(YOUR INSTRUCTIONS) Please convert the items into a numbered list, from the line that contains "the eagle head" through the end of the items, leaving out blank lines. Don't include the pictures in your answer.

(DATA FOR PROCESSING)
╭──
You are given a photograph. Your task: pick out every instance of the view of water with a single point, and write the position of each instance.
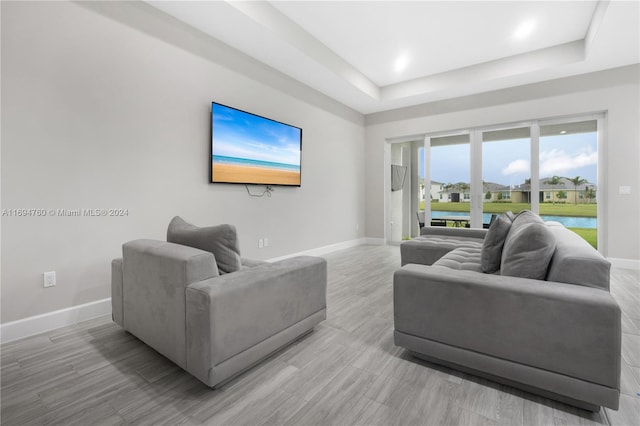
(567, 221)
(221, 159)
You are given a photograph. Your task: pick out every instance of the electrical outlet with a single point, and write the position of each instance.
(624, 190)
(49, 279)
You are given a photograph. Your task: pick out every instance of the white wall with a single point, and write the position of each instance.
(106, 105)
(614, 91)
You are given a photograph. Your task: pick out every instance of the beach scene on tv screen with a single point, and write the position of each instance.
(250, 149)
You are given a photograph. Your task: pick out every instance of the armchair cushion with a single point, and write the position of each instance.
(491, 255)
(220, 240)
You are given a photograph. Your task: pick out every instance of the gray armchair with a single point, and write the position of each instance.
(172, 297)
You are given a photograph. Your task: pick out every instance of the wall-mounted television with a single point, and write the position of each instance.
(249, 149)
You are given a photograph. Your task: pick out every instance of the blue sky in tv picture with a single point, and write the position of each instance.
(250, 140)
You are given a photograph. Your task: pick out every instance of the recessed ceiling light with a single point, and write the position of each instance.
(524, 30)
(401, 63)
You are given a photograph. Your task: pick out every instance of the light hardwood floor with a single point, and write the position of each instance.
(346, 372)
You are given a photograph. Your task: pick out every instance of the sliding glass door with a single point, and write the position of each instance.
(569, 176)
(506, 172)
(548, 167)
(450, 186)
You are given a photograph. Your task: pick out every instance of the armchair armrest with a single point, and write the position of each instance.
(565, 328)
(231, 313)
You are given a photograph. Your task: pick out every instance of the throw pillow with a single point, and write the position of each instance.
(491, 254)
(528, 248)
(221, 240)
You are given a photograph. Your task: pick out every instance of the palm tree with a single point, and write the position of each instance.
(577, 181)
(553, 181)
(527, 184)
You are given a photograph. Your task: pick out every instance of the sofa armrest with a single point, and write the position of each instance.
(445, 231)
(117, 302)
(565, 328)
(231, 313)
(155, 276)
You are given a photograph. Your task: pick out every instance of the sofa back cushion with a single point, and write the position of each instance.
(528, 248)
(491, 254)
(220, 240)
(575, 261)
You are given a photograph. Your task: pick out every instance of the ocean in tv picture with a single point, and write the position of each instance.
(220, 159)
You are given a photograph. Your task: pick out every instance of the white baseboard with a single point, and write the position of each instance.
(624, 263)
(327, 249)
(45, 322)
(374, 241)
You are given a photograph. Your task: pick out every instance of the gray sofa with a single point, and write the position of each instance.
(554, 331)
(208, 310)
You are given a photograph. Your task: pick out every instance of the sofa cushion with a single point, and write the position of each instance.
(220, 240)
(462, 258)
(528, 248)
(493, 243)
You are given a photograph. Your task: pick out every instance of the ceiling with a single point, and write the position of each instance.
(379, 55)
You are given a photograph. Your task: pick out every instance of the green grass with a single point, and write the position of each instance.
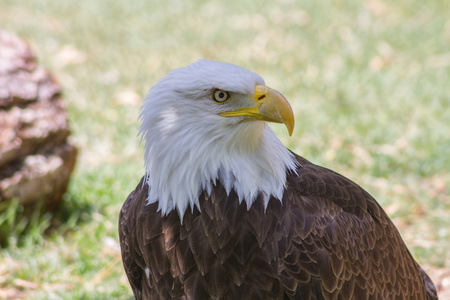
(368, 81)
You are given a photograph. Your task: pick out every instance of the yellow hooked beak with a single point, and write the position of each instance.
(269, 105)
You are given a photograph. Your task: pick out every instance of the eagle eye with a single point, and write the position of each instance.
(220, 95)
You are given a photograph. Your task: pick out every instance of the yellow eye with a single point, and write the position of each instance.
(220, 95)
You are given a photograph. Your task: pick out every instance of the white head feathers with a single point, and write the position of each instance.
(189, 146)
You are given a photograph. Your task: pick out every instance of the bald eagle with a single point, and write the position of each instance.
(225, 211)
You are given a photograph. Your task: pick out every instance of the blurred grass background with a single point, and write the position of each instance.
(369, 82)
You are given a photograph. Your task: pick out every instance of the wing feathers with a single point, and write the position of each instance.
(327, 239)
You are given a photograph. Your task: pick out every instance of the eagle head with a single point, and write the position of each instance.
(208, 122)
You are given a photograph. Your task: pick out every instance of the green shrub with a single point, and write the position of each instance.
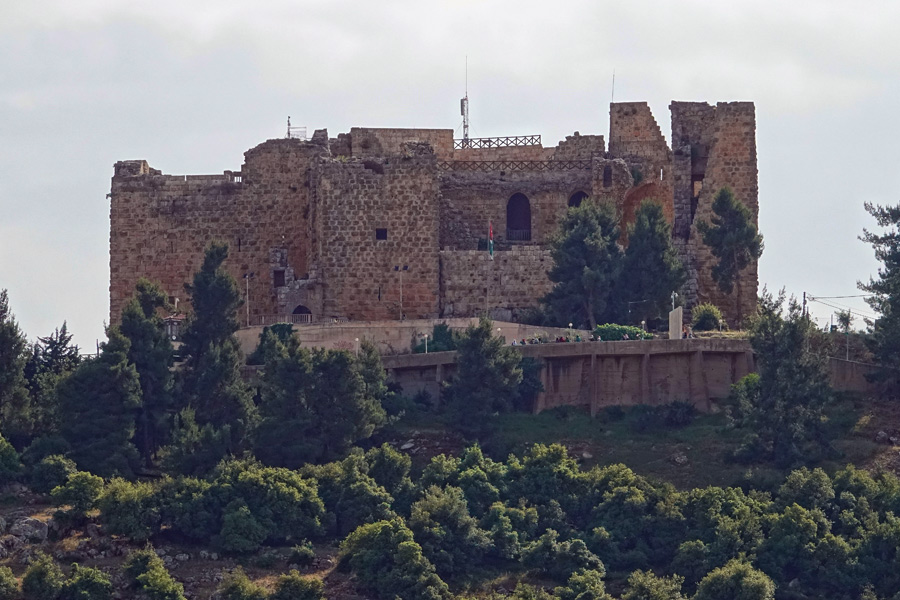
(293, 586)
(87, 583)
(302, 554)
(241, 530)
(9, 587)
(52, 471)
(139, 562)
(158, 584)
(387, 561)
(706, 317)
(43, 580)
(10, 465)
(80, 492)
(237, 586)
(614, 333)
(129, 509)
(558, 560)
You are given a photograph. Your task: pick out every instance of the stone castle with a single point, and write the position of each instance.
(379, 223)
╰──
(COMPLETE OUTPUT)
1. You are given a photograph. Your task: pick out every instance of the eagle head with a single point, and write the position of each instance.
2. (208, 122)
3. You are given a photograph. Your task: pick out every instance of the green shrub with a single point, and write the position of each instance.
4. (293, 586)
5. (87, 583)
6. (302, 554)
7. (241, 530)
8. (9, 587)
9. (52, 471)
10. (139, 562)
11. (158, 584)
12. (387, 561)
13. (706, 317)
14. (43, 580)
15. (10, 465)
16. (80, 492)
17. (237, 586)
18. (614, 333)
19. (129, 509)
20. (558, 560)
21. You are given a photograph. Your task: pick out every instance of the stone castle with a single point, and write the position of each instance.
22. (379, 223)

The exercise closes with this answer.